* [TASK ITEM] Copy out each line of the data that contains "below".

*** Opening of SOURCE MATERIAL ***

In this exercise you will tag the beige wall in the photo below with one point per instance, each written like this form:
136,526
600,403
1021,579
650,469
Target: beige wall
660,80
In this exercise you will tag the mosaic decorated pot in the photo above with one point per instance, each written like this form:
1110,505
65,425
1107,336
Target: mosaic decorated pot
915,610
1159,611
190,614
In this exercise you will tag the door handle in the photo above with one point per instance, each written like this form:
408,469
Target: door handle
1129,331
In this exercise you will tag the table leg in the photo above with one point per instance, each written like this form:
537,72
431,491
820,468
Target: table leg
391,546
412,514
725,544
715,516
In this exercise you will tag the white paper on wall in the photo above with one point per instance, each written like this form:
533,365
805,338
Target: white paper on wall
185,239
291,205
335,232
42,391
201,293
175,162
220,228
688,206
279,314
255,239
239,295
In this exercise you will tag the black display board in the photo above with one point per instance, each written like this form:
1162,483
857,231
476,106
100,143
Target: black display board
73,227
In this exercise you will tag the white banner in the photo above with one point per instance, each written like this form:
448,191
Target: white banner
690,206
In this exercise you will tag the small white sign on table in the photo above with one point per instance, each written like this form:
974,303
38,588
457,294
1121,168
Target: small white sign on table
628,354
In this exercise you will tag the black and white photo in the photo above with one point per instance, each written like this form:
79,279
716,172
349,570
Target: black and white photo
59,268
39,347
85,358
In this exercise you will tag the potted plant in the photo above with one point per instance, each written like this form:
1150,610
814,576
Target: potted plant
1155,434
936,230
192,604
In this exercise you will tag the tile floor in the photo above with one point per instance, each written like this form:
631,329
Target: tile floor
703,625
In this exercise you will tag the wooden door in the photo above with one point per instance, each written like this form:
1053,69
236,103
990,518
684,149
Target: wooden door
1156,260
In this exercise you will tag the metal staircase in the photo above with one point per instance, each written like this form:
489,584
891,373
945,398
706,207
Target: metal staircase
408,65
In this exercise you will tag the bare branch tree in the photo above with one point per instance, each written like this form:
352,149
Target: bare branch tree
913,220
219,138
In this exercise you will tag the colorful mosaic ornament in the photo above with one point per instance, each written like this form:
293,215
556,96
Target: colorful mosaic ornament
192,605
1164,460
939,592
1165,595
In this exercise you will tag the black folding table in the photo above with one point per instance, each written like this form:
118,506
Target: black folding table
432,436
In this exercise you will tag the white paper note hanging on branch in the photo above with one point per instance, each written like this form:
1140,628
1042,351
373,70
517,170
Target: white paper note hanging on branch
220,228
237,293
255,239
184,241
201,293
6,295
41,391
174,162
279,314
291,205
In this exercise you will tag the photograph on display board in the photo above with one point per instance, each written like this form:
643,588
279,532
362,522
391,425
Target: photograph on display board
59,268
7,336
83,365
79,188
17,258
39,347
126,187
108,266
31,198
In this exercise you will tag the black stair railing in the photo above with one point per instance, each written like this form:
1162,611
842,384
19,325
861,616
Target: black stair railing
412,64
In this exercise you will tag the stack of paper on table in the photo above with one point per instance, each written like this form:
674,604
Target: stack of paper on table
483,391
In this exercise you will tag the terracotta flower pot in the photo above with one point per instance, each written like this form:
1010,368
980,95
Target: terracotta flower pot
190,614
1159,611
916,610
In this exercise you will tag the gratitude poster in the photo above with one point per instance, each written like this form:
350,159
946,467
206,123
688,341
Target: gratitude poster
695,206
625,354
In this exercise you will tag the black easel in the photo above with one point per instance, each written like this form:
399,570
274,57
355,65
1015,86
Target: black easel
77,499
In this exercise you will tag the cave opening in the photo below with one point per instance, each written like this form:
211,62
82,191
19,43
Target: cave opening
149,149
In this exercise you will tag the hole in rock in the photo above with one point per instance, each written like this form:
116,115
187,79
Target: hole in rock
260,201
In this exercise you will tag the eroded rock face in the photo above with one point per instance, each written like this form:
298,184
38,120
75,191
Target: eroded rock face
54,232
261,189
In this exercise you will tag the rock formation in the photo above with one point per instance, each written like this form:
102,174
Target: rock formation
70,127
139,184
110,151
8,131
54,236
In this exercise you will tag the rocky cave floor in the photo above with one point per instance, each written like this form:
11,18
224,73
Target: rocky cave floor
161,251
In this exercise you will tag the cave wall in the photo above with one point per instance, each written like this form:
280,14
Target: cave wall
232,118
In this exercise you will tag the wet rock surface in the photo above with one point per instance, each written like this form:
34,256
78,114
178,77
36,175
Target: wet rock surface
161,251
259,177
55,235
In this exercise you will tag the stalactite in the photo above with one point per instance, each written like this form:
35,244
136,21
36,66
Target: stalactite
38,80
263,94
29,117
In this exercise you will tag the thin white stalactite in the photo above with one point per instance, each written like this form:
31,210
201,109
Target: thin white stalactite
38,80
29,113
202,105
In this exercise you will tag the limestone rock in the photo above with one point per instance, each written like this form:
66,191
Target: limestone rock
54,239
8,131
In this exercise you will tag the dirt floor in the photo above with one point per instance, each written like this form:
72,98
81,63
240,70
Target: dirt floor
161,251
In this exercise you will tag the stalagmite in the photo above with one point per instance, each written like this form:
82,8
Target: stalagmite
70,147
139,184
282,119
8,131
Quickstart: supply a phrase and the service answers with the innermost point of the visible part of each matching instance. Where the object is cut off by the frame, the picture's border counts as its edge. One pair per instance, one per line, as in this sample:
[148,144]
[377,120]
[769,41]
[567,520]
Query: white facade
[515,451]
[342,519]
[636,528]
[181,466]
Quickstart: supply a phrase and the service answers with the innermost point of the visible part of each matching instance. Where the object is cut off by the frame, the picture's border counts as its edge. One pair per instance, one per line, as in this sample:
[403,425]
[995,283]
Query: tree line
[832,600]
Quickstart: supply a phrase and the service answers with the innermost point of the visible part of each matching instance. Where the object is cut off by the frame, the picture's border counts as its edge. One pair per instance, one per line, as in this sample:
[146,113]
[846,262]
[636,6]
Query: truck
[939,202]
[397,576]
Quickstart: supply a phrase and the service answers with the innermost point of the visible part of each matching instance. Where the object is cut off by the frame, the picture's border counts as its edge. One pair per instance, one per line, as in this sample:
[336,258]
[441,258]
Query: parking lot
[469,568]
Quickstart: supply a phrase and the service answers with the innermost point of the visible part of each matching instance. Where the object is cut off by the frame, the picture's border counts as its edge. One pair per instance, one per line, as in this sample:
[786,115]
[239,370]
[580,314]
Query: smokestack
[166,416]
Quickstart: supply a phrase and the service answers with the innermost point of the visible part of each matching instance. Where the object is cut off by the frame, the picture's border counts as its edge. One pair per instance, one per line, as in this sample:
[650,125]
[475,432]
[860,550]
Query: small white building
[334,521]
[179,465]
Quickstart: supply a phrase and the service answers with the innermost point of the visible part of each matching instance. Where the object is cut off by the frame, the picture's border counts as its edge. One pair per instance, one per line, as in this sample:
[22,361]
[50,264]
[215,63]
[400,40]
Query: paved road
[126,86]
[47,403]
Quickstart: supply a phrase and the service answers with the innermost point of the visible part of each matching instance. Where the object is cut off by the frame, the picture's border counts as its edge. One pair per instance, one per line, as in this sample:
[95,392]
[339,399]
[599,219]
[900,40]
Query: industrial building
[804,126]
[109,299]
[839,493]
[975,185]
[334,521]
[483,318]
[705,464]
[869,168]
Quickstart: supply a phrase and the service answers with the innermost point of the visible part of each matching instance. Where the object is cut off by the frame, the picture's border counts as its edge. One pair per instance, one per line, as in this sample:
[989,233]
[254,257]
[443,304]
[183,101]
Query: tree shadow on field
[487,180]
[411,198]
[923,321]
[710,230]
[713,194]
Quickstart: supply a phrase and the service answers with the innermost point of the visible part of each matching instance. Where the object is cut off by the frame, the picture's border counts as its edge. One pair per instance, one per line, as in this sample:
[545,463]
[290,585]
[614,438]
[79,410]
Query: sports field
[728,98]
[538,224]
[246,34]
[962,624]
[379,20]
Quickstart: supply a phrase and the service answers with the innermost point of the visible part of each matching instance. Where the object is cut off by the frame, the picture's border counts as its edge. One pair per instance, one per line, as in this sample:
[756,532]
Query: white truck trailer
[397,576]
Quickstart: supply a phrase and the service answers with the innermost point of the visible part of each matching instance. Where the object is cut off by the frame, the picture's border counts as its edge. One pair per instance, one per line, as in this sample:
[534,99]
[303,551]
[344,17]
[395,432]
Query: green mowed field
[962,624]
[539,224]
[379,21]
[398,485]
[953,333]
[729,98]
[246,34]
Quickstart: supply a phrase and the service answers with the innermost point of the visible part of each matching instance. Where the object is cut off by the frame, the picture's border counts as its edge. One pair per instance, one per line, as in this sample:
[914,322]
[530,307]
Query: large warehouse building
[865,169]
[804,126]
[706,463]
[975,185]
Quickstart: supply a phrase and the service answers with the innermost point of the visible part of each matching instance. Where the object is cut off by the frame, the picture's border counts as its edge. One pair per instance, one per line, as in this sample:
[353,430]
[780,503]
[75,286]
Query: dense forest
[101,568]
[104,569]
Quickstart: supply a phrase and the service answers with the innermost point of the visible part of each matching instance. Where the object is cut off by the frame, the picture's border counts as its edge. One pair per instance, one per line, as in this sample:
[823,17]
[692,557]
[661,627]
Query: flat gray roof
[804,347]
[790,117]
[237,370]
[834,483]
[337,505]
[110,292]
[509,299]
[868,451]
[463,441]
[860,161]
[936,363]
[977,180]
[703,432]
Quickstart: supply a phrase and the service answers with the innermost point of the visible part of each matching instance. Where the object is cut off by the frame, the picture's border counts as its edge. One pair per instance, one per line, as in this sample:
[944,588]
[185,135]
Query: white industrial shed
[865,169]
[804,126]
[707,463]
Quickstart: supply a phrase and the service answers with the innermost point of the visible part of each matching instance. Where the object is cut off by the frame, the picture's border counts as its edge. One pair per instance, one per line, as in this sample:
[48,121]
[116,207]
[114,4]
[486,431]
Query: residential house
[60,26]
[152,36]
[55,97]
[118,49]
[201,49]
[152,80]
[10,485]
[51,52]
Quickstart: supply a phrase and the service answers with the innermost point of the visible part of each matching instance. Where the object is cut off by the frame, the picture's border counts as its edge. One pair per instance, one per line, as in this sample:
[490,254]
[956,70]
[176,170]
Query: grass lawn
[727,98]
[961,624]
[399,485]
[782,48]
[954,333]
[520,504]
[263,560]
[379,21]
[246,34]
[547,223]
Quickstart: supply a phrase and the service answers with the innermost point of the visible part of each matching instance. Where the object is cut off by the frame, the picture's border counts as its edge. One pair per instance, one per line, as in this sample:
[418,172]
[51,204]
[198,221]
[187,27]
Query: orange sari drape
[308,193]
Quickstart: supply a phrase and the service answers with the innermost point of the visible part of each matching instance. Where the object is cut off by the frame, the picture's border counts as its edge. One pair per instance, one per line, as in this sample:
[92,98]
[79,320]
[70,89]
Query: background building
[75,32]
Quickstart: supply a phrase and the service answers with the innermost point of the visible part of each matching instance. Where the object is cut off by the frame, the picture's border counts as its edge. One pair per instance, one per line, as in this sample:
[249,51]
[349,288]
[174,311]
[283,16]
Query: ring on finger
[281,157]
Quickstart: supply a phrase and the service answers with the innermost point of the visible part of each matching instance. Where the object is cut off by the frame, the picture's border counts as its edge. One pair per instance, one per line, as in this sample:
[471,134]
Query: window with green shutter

*** Close of SOURCE MATERIAL ***

* [RESPONSE BOX]
In this exercise you will tag the beige wall in the photo below with one point per instance, each written like this form:
In this exercise you will tag the cave opening in the photo below with one point per instance, each written like this form:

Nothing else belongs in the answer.